# Questions
- A) In the Pegasus spyware article, what reason does NSO give for denying the reporting by the 17 media partners?
- B) According to the Pegasus spyware article, how many media organisations published the investigation on Sunday?
- C) In the Pegasus spyware article, rewrite the stretch from "On its website, the" through "nonprofit Forbidden Stories.", changing "website" to "homepage".

═════ Excerpt provided ═════

At least one number used by Prime Minister Imran Khan was among the tens of thousands of smartphone numbers revealed to have been targeted by Israeli spyware, including those of activists, journalists, business executives, and politicians from around the world.
According to the Washington Post, hundreds of Pakistani phone numbers appeared on the Indian surveillance list, including one previously used by the prime minister. There were also over 1,000 Indian phone numbers on the list. The report did not say whether or not the attempt on the PM’s phone number was successful.
According to an investigation published on Sunday by 17 media organisations, Prime Minister Imran Khan and Indian National Congress leader Rahul Gandhi were chosen as potential targets of the Israeli-made Pegasus spyware programme by clients of the NSO Group cyberespionage firm.
One of the media outlets, The Guardian, reported that the investigation revealed “widespread and ongoing abuse” of NSO’s hacking software, which is described as malware that infects smartphones and allows the extraction of messages, photos, and emails, as well as the recording of calls and the secret activation of microphones.
The leaked data contained phone numbers previously known to have been used by Prime Minister Imran Khan, Kashmiri leaders, Pakistani diplomats, Chinese journalists, Sikh activists, and businesspeople under police investigation.
The opposition figure Rahul Gandhi, the most prominent political rival of Indian Prime Minister Narendra Modi, was twice identified as a potential surveillance target in leaked phone number data, making him one of dozens of Indian politicians, journalists, activists, and government critics whose numbers were identified as potential targets for the Israeli company’s government clients.
NSO, on the other hand, stated that its product is only intended for use by government intelligence and law enforcement agencies in the fight against terrorism and crime.
On its website, the company issued a statement denying the reporting by the 17 media partners led by the Paris-based journalism nonprofit Forbidden Stories.
“The report by Forbidden Stories is full of wrong assumptions and uncorroborated theories that raise serious doubts about the reliability and interests of the sources. It seems like the ‘unidentified sources’ have supplied information that has no factual basis and are far from reality,” the company said in the statement.
“After checking their claims, we firmly deny the false allegations made in their report,” the statement said.

═════ Material supplied ═════

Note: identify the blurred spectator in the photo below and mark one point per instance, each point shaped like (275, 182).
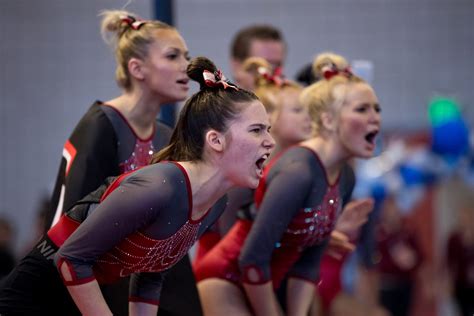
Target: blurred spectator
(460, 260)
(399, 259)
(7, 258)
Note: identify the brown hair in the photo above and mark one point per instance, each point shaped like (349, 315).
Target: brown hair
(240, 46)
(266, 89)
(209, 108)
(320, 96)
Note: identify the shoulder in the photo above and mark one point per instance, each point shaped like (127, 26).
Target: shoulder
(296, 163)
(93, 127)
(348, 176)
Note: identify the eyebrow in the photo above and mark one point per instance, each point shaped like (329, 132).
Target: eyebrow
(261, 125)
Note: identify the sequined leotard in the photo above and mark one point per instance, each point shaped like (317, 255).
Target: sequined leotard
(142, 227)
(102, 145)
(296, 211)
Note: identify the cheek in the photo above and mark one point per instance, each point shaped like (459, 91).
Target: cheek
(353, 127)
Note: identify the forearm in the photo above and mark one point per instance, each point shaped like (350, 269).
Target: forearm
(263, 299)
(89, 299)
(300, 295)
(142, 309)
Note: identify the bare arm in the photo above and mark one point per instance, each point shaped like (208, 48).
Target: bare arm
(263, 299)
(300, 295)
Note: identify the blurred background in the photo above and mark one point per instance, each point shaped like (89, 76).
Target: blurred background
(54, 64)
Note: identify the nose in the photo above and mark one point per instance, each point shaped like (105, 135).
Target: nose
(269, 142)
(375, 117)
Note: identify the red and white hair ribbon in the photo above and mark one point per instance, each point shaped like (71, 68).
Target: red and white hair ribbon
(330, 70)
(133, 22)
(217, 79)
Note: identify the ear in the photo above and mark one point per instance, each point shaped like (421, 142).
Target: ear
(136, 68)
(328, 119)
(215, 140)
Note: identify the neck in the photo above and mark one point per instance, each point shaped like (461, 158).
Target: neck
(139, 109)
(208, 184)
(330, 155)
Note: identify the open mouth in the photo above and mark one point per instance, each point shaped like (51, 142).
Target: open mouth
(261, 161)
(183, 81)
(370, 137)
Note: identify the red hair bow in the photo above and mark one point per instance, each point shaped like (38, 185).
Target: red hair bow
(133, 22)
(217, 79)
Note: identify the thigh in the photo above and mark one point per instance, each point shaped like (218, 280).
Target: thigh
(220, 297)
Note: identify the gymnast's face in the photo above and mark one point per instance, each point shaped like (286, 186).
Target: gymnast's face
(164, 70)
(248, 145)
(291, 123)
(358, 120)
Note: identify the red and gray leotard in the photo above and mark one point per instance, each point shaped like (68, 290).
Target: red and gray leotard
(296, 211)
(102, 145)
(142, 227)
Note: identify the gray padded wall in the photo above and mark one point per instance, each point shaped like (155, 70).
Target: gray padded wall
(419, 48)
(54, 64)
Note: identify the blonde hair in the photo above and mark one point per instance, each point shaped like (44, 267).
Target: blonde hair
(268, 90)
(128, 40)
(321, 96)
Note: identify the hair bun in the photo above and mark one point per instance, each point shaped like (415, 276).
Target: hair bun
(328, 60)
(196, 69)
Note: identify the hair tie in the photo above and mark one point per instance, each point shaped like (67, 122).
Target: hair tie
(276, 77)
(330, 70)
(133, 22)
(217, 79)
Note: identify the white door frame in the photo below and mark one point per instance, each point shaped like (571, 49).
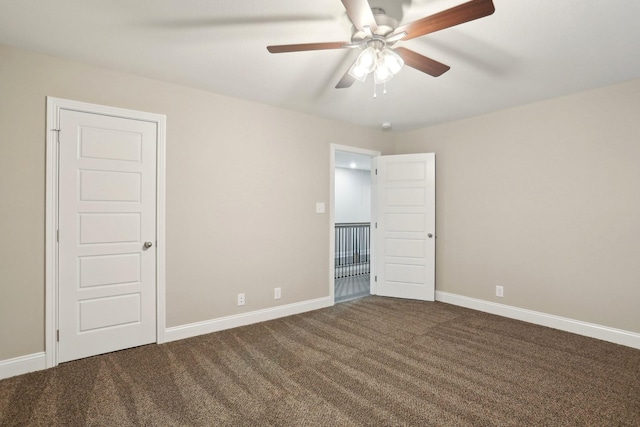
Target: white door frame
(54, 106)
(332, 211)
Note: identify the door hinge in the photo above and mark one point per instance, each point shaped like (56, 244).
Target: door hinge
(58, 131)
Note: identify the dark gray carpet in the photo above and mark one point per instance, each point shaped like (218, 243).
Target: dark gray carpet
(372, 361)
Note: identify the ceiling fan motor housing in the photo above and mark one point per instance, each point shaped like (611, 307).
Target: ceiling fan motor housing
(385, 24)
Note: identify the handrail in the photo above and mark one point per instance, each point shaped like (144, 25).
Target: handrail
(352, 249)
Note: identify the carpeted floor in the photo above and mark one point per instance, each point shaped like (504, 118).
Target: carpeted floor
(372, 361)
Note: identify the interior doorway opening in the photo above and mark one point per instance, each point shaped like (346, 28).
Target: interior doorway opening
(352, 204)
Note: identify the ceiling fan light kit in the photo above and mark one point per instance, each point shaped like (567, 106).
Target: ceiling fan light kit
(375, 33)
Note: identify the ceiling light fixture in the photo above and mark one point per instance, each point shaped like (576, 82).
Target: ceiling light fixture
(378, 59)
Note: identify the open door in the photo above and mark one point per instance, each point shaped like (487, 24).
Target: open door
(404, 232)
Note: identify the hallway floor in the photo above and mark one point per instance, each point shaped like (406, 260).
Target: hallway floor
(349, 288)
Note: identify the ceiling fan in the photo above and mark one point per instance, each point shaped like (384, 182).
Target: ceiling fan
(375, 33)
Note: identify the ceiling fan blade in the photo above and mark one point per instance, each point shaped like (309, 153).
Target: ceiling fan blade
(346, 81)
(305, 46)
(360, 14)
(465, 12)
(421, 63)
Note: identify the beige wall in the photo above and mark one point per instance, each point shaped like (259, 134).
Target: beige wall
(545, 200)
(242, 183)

═════
═════ Material supplied ═════

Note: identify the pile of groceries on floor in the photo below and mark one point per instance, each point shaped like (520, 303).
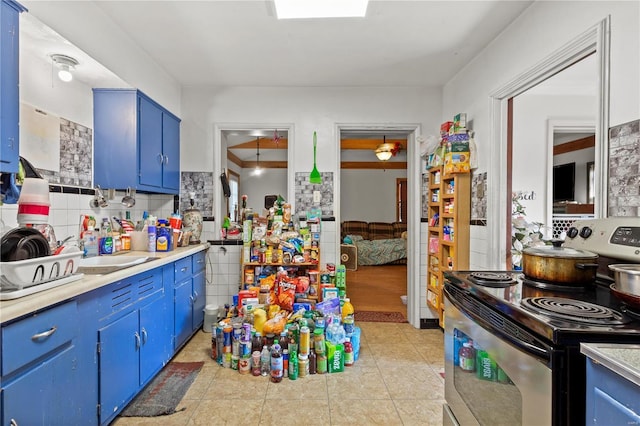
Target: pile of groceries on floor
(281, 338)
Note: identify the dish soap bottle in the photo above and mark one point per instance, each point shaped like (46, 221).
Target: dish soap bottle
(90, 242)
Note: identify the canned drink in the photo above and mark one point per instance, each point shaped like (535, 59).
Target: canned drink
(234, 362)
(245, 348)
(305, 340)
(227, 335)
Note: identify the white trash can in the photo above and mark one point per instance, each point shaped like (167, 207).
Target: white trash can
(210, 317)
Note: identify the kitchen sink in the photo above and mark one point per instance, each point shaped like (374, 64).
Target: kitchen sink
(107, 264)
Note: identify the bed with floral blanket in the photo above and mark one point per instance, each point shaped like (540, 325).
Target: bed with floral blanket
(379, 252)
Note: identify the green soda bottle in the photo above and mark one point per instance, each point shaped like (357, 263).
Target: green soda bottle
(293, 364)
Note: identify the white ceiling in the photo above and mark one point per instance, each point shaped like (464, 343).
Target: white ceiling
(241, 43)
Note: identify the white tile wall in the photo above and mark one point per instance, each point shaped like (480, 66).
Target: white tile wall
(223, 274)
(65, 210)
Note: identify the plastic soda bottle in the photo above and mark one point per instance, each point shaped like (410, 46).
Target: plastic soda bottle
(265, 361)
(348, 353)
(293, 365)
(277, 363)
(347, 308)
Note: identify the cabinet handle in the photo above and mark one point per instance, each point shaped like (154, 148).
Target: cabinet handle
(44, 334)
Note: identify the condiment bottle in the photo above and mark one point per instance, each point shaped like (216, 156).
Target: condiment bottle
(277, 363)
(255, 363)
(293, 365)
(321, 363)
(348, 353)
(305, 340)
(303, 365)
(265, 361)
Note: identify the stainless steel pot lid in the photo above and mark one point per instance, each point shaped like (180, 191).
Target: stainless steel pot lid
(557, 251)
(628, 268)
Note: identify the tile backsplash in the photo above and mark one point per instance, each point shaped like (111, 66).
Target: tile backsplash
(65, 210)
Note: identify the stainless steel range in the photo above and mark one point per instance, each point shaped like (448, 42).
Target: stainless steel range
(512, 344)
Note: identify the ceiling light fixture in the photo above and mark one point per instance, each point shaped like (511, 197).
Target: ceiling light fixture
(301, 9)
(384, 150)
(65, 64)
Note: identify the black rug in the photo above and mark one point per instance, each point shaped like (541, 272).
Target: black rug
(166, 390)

═════

# Outputs by task
- A) NSO says the Forbidden Stories report is full of wrong assumptions and uncorroborated theories that raise serious doubts about the reliability and interests of its sources. It adds that after checking the claims, it firmly denies them as false allegations.

- B) 17 media organisations.

- C)
On its homepage, the company issued a statement denying the reporting by the 17 media partners led by the Paris-based journalism nonprofit Forbidden Stories.